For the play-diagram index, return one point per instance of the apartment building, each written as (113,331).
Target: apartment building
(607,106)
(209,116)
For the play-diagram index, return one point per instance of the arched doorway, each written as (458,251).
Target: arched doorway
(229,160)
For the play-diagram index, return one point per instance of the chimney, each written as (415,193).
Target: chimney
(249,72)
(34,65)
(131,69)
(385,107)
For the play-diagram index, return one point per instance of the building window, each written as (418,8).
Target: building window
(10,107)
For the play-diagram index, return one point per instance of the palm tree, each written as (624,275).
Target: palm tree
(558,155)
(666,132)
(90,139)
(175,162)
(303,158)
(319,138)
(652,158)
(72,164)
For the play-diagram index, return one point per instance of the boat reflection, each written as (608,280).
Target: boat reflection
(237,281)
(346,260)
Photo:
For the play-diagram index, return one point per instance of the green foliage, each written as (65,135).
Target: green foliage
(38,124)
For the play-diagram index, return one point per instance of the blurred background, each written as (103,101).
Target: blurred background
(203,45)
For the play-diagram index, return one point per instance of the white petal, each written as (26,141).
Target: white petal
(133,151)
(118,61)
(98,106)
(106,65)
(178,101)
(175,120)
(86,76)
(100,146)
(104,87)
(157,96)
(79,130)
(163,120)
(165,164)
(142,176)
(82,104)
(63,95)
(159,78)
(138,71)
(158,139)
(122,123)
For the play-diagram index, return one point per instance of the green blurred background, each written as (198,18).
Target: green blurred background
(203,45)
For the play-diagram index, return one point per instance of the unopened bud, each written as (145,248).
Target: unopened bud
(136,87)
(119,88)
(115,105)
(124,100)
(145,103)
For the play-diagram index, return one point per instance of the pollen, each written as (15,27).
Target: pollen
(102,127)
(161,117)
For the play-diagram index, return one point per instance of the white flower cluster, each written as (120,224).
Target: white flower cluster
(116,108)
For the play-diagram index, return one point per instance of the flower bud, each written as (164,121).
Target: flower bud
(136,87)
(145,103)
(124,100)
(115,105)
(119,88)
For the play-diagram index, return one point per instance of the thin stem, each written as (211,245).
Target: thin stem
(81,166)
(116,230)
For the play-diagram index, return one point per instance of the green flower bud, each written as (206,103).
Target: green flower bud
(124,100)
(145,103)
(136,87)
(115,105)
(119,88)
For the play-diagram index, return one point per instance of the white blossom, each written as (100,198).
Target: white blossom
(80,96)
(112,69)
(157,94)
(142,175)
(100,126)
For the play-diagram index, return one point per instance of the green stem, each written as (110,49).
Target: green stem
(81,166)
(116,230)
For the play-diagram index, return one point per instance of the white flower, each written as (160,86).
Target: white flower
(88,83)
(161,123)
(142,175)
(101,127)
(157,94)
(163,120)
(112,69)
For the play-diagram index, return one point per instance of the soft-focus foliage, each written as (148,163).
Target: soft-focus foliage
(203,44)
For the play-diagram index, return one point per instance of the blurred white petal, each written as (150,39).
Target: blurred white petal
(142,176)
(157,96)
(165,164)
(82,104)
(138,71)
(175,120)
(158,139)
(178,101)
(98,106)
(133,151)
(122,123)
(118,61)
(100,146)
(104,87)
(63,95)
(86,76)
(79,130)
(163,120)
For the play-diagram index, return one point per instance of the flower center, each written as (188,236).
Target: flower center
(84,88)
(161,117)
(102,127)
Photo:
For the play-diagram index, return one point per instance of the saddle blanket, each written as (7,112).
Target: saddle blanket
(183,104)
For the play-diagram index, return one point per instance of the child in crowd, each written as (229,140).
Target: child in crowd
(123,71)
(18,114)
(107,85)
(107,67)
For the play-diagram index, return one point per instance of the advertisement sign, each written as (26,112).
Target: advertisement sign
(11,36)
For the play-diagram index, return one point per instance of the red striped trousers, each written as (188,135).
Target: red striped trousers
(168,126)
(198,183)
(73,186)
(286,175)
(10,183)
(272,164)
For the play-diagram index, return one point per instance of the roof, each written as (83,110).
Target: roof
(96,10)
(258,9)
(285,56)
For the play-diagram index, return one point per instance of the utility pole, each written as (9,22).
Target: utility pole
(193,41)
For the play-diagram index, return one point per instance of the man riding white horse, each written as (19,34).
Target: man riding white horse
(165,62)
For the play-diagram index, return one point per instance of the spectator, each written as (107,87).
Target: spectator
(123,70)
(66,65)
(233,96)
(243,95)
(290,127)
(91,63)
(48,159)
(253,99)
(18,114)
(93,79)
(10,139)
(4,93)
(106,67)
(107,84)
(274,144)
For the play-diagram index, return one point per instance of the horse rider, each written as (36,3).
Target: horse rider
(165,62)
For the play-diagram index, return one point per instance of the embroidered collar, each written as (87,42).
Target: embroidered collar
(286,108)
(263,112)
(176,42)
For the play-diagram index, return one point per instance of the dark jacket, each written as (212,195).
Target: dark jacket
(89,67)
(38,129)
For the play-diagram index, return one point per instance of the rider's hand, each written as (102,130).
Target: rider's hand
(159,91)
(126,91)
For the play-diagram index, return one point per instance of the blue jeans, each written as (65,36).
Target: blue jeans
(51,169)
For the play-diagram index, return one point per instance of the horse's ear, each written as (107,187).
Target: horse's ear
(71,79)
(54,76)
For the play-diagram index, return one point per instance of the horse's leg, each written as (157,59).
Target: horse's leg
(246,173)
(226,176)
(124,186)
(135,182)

* GIVEN INSTRUCTION
Every line above should be retyped exactly as given.

* RESULT BELOW
For the play-diagram index, return one point per instance of the apartment building, each written as (113,331).
Target: apartment building
(607,106)
(209,116)
For the play-diagram index, return one point per instance of the arched doorway, each written as (458,251).
Target: arched doorway
(229,160)
For the play-diagram index, return one point per instance of the chimney, each written as (415,193).
Target: chimney
(249,72)
(34,65)
(131,69)
(385,107)
For the play-diagram index, return one point per instance of the building window, each written as (418,8).
Target: building window
(10,107)
For the play-diagram index, return one point per instance of the palm tree, each written as (624,275).
Target: palm tree
(558,155)
(666,132)
(90,139)
(175,162)
(303,158)
(319,138)
(652,158)
(72,164)
For the play-diagram index, return one point per instance of the boat reflection, each written as (608,280).
Target: boat reflection
(237,281)
(346,260)
Photo:
For the play-diagram index, return one point per instance of the green foliage, each written as (65,135).
Target: green foliage
(38,124)
For the play-diagram index, return one point per instance of the blurred background, each written as (103,101).
Target: blurred background
(203,45)
For the play-diagram index, return one point per instance of the white petal, each written as (26,141).
Target: white petal
(133,151)
(118,61)
(98,106)
(106,65)
(178,101)
(175,120)
(86,76)
(100,146)
(104,87)
(157,96)
(79,130)
(163,120)
(165,164)
(142,176)
(82,104)
(63,95)
(159,78)
(138,71)
(158,139)
(122,123)
For the play-diagram index, return one point per instance of the green blurred background, each written as (198,18).
Target: green blurred background
(203,45)
For the play-diagram index, return one point per instance of the unopened bud, each written as (145,248).
Target: unopened bud
(136,87)
(119,88)
(115,105)
(124,100)
(145,103)
For the play-diagram index, return one point per instance of the pollen, each written as (15,27).
Target: pollen
(102,127)
(161,117)
For the play-diagram index, return one point per instance of the white flower cluster, each written as (120,224).
Target: white flower cluster
(116,108)
For the play-diagram index, return one point per instance of the flower bud, each written as (164,121).
Target: flower bud
(136,87)
(145,103)
(124,100)
(115,105)
(119,88)
For the play-diagram index, return one point per instance of the thin stem, each written as (211,245).
Target: thin stem
(81,166)
(116,230)
For the play-diagram index, return one point per instance of the green flower bud, each written as (206,103).
Target: green flower bud
(124,100)
(145,103)
(136,87)
(115,105)
(119,88)
For the play-diagram index, return one point per instance of the white blossom, each written as (100,198).
Target: white blossom
(80,96)
(112,69)
(157,94)
(142,175)
(100,126)
For the play-diagram index, return one point per instance of the green stem, each written as (110,49).
Target: green stem
(81,166)
(116,230)
For the play-diagram index, return one point per instance of the white flower, each written as (160,86).
Target: white flower
(88,83)
(161,123)
(142,175)
(101,127)
(157,94)
(163,120)
(112,69)
For the play-diagram index, return one point per instance of the soft-focus foliage, each written as (148,163).
Target: soft-focus foliage
(203,44)
For the play-diagram index, return one point per instance of the blurred white petal, each written as (150,39).
Target: blurred white petal
(142,176)
(157,96)
(165,164)
(82,104)
(138,71)
(175,120)
(158,139)
(178,101)
(98,106)
(133,151)
(122,123)
(118,61)
(100,146)
(104,87)
(63,95)
(86,76)
(79,130)
(163,120)
For the play-diagram index, return one point per instance of the flower center, each written as (188,236).
Target: flower center
(84,88)
(161,117)
(102,127)
Photo:
For the play-diagram index, return one point per instance of the saddle blanket, each written as (7,112).
Target: saddle blanket
(183,104)
For the play-diagram index, return one point per instance of the child in crowd, each written as (229,140).
Target: child in crowd
(123,71)
(18,114)
(107,85)
(107,67)
For the play-diagram index, return one point per instance of the advertisement sign, each written as (26,112).
Target: advertisement sign
(11,36)
For the play-diagram index, return one point per instance of the red striped trousers, each written as (188,135).
Target: red striped trousers
(168,126)
(198,183)
(73,186)
(286,175)
(10,183)
(272,164)
For the play-diagram index, return one point per instance of the roof, each written as (83,110).
Target: roof
(96,10)
(258,9)
(285,56)
For the play-diagram index, return one point per instance of the utility pole, each written as (9,22).
Target: utility pole
(193,41)
For the play-diagram index, return one point per instance of the man riding white horse, each written as (19,34).
Target: man riding white horse
(165,62)
For the play-diagram index, return one point per instance of the spectator, each written as (107,87).
Target: spectator
(123,70)
(66,65)
(233,96)
(243,95)
(290,127)
(91,63)
(48,159)
(253,99)
(18,114)
(93,79)
(10,139)
(4,93)
(106,67)
(107,84)
(274,144)
For the play-diagram index, return one point per instance of the horse rider, each written as (36,3).
Target: horse rider
(165,62)
For the play-diagram index, return one point per instance of the embroidered collar, each written as (87,42).
Target: embroidered collar
(286,108)
(263,112)
(176,42)
For the play-diagram index, return one point per instance of the dark jacket, each written as (212,195).
Target: dark jacket
(89,67)
(38,129)
For the play-diagram index, return one point per instance of the rider's hand, each written as (102,130).
Target: rider's hand
(159,91)
(126,91)
For the play-diagram index, return one point per instance of the blue jeans, each written as (65,36).
Target: blue jeans
(51,169)
For the play-diagram index, return one point per instance of the horse's ear, each written as (107,187).
Target: horse's ear
(71,79)
(54,76)
For the play-diagram index, return one point per instance of the horse's leg, each written as (157,59).
Target: horse's leg
(246,173)
(226,176)
(124,186)
(135,182)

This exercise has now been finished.